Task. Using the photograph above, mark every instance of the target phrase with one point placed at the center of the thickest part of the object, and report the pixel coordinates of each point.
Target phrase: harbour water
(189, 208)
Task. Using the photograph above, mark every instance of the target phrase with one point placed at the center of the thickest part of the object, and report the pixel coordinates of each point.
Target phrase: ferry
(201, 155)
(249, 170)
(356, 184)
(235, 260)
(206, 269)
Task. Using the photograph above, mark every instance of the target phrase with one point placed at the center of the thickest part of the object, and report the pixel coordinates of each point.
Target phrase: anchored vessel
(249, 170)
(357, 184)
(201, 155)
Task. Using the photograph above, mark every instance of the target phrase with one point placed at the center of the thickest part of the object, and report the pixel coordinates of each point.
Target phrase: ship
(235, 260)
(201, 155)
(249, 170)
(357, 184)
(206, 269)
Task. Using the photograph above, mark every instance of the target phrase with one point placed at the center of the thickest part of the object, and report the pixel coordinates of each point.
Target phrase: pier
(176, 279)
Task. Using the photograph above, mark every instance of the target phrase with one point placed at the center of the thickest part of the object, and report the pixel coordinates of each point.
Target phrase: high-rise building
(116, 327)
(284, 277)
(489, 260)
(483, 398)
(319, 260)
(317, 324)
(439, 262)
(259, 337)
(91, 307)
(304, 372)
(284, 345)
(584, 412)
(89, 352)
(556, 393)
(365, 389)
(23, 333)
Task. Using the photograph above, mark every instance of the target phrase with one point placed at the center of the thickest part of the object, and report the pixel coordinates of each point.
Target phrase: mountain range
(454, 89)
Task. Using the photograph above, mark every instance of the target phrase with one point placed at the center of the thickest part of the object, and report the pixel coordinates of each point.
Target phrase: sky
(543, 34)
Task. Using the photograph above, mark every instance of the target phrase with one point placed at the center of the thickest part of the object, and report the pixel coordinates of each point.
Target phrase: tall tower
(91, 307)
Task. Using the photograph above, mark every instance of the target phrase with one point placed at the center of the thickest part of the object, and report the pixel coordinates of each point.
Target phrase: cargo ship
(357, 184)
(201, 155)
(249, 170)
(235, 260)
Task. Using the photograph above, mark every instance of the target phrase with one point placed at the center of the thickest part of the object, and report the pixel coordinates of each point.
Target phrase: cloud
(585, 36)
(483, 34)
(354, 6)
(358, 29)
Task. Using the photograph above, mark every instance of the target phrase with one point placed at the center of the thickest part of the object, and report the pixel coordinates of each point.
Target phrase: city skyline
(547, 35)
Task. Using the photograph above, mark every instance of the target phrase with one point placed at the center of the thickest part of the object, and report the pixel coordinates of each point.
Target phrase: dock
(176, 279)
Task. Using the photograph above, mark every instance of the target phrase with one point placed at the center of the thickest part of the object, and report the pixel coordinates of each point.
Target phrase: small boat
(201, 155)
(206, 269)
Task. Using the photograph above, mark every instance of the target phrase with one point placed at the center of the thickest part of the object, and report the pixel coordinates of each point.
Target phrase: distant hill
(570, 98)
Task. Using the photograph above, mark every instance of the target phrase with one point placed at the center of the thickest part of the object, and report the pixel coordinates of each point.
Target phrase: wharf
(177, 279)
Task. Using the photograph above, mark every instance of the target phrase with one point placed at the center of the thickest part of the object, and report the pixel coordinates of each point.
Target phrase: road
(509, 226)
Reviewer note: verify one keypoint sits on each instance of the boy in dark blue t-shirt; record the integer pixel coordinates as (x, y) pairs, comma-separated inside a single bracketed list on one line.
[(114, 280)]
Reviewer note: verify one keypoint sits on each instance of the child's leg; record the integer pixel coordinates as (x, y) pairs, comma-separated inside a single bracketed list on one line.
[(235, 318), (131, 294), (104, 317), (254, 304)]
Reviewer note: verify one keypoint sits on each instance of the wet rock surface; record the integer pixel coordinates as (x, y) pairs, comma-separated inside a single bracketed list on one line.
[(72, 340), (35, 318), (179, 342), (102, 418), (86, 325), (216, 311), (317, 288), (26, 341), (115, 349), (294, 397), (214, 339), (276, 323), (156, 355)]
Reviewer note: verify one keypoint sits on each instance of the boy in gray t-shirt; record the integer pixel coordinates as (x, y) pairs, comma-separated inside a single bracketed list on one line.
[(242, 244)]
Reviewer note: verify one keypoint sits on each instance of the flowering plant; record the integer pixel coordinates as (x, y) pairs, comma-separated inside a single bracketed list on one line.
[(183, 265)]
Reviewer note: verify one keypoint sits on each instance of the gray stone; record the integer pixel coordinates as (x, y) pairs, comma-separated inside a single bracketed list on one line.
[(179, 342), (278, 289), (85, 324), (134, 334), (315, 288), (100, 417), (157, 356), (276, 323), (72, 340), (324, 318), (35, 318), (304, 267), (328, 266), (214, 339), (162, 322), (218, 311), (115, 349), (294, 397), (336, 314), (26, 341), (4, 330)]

_WHAT THE EXERCISE ASKS_:
Please return the material above exactly as written.

_RESPONSE BELOW_:
Task. Using the photograph above, mark every instance of the target phrase with one point placed at the center of the thickest part of the object, and report the pixel coordinates of each point.
Target phrase: harbour water
(189, 208)
Task. Using the photograph above, mark every instance of the target phrase with one point placed at the center of the thickest part of the object, and report the pixel coordinates of each point.
Target phrase: ferry
(201, 155)
(249, 170)
(356, 184)
(235, 260)
(206, 269)
Task. Using the photograph above, mark every instance of the target phrase with one point placed at the center of the thickest part of the object, and report the pixel coordinates of each point.
Target phrase: anchored vessel
(249, 170)
(357, 184)
(201, 155)
Task. Using the photograph above, mark every instance of the target phrase with one point placed at the center of the thickest part of the object, and report the pixel coordinates of each point.
Target phrase: ship
(235, 260)
(201, 155)
(249, 170)
(357, 184)
(206, 269)
Task. Using the photograph above, mark every instance of the target phrase with one point placed at the center of the thickest part of the object, and report the pixel coordinates of each point.
Target phrase: pier
(176, 279)
Task. Using the photograph above, mark every instance of the target phrase with one point placed at the center of the thickest part of the object, and report the pixel coordinates of each point.
Target phrase: high-rise building
(116, 327)
(284, 277)
(489, 260)
(483, 398)
(319, 260)
(317, 324)
(439, 262)
(259, 337)
(91, 307)
(304, 372)
(284, 345)
(584, 412)
(89, 352)
(556, 393)
(365, 389)
(23, 333)
Task. Using the photograph above, mark every instance of the target phrase with one point placed at the center of the thickest part of the object, and report the pixel coordinates of each point.
Target phrase: mountain range
(454, 89)
Task. Using the photograph above, mark every instance of the target phrase with one point placed at the center of the thickest part of the object, and report the pixel coordinates of each point.
Target phrase: sky
(543, 34)
Task. Using the photograph above, mark every instance of the target phrase with one point placed at the center of the thickest part of the object, and report the pixel coordinates of each point.
Target phrase: tall tower
(91, 307)
Task. Using the photograph above, mark every instance of the target phrase with one point placed at the center of the thickest part of the object, and report the pixel coordinates of each point.
Target phrase: cargo ship
(357, 184)
(201, 155)
(249, 170)
(235, 260)
Task. Using the photograph above, mark every instance of the target phrase with one point placed at the center of the thickest part of the object, and report the pixel coordinates of each point.
Target phrase: cloud
(585, 36)
(483, 34)
(354, 6)
(358, 29)
Task. Using the photograph above, mark every instance of the target phrase with one point placed at the center of the thickest part of the object, and report the pixel coordinates of each point.
Target phrase: city skyline
(547, 35)
Task. Using the photograph above, mark every instance of the target phrase with one point placed at the center of the thickest part of the object, and report the pixel coordinates of each point.
Target phrase: dock
(176, 279)
Task. Using the photograph above, mark every instance of the target phrase with one point placed at the center of the thickest part of the object, and report the pixel coordinates of each point.
Target phrase: small boat
(201, 155)
(206, 269)
Task. Using the photograph above, mark every instance of the target phrase with one point placed at the center of the thickest part of the object, and report the pixel coordinates of each point.
Target phrase: distant hill
(570, 98)
Task. Using the photograph above, mark every instance of the target phrase with one point placed at the center of the thickest part of the object, and report the pixel coordinates of each point.
Target phrase: wharf
(177, 279)
Task. Using the photograph above, mark every instance of the target phrase with one point placed at the center of the thickest part of the object, and report the pixel coordinates of each point.
Target phrase: road
(509, 226)
Reviewer note: verify one keypoint sits on each instance of the boy in dark blue t-shirt; record the integer pixel coordinates as (x, y) pairs, comma-separated inside a single bracketed list on one line.
[(114, 280)]
Reviewer note: verify one keypoint sits on each instance of the child's leg; record the integer pixel coordinates as (x, y) pairs, comma-separated inside a single bracketed list on one line.
[(235, 318), (131, 294), (104, 317), (254, 304)]
Reviewer note: verify one keypoint sits on each instance of the wet rock surface; record the integer pixel coordinates as (x, y) pairs, comma-separated inside a single bracketed list on one line.
[(72, 340), (35, 318), (179, 342), (102, 418), (86, 325), (216, 311), (317, 288), (26, 341), (115, 349), (294, 397), (214, 339), (276, 323), (156, 355)]
Reviewer note: verify one keypoint sits on each instance of the boy in gray t-shirt; record the integer pixel coordinates as (x, y) pairs, comma-separated inside a single bracketed list on one line.
[(242, 244)]
Reviewer note: verify one keypoint sits on each instance of the flowering plant; record the integer pixel coordinates as (x, y) pairs, comma-separated inside a single bracketed list on one line.
[(183, 265)]
Reviewer note: verify one keypoint sits on each instance of the gray stone; record the integer pixel coordinates as (x, y) pairs, comma-separated inside a single bracketed list on one line.
[(179, 342), (278, 289), (85, 324), (134, 334), (315, 288), (100, 417), (157, 356), (276, 323), (72, 340), (324, 318), (35, 318), (304, 267), (328, 266), (214, 339), (162, 322), (218, 311), (115, 349), (294, 397), (336, 314), (26, 341), (4, 330)]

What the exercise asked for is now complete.